### Image point grounding data
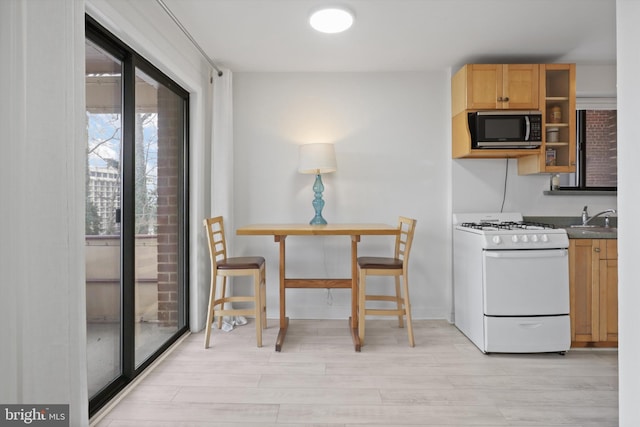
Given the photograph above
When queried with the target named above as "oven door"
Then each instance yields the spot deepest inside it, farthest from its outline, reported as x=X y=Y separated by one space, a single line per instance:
x=526 y=282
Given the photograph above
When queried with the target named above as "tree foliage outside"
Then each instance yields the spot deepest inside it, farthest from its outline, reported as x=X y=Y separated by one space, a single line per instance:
x=103 y=173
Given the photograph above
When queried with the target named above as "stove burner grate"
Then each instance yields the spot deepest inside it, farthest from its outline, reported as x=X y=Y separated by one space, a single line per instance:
x=508 y=225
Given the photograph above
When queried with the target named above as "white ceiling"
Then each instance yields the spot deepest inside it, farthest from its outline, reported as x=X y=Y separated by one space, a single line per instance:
x=400 y=35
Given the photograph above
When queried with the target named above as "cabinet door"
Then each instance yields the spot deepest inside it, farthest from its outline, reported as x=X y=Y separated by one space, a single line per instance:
x=584 y=298
x=520 y=86
x=484 y=87
x=609 y=300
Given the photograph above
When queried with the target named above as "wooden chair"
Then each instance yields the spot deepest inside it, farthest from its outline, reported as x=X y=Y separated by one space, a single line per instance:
x=382 y=266
x=223 y=267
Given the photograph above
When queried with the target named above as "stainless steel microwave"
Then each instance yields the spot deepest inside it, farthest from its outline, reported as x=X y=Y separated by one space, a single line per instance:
x=505 y=129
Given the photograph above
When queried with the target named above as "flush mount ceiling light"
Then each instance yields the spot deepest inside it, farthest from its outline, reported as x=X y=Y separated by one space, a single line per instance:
x=331 y=20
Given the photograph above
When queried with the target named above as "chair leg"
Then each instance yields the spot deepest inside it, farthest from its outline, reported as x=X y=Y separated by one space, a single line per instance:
x=224 y=294
x=210 y=319
x=399 y=300
x=263 y=297
x=257 y=293
x=407 y=310
x=362 y=287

### Task
Your copy should hold every entry exactly as written, but none of the pictures.

### Response to this task
Given the photograph above
When queried with the target named above as "oven door"
Then each instance yields the spot deepest inside it, farthest from its outline, reported as x=X y=Y separated by one space, a single line per instance:
x=526 y=282
Given the photograph above
When queried with the target named above as "tree foliage outside"
Then each instance yields the spot deepest inside it, farthest from its outline, reported as x=X y=Y separated by one space, a single line per instance:
x=103 y=173
Given the photograph above
When queried with the target named above as "stove burner grate"
Then each instance yields the spot deepest inside it, farthest from its outline, reported as x=X y=Y separated by one space, a single line per instance:
x=508 y=225
Given the photograph above
When queried with the target named above as "white ceiling"
Then each instance yields the spot deepest inside it, farthest from its outline, reported as x=X y=Y separated by one space, a single line per instance:
x=400 y=35
Given the photograph above
When queried with the target named above as "cabinet door"
Then each instance yields the spot deepest inside it, farthest from its outline, reported as x=X y=Y separated by one space, a single line per instance:
x=584 y=298
x=520 y=86
x=484 y=87
x=609 y=300
Given the photograph above
When queried with the target named above as "wooden chair"
Then each instance yields the spot deepest inside it, farthest from its outline, reported as x=X y=Y separated by one space, a single line per instance:
x=382 y=266
x=223 y=267
Given the photograph above
When queried with the target named above as "stainless steel microwave"
Then each instance yields the spot deepest inside it, farthest from its outline, reported as x=X y=Y separated by one space, a single line per instance:
x=505 y=129
Given the photograph above
When queried with the target named above as "flush mount ceiling light"
Then each instance yields the spot deepest inside it, farthest from its outline, reported as x=X y=Y separated by one space, a single line per instance:
x=331 y=20
Given the photograph above
When queried with the target named above as "chair leg"
Then each instance yields the spot deepest inside it, farthest from its outline, reported as x=X y=Y separated by one space, a single line per instance:
x=224 y=294
x=210 y=319
x=399 y=300
x=263 y=297
x=257 y=293
x=407 y=310
x=362 y=287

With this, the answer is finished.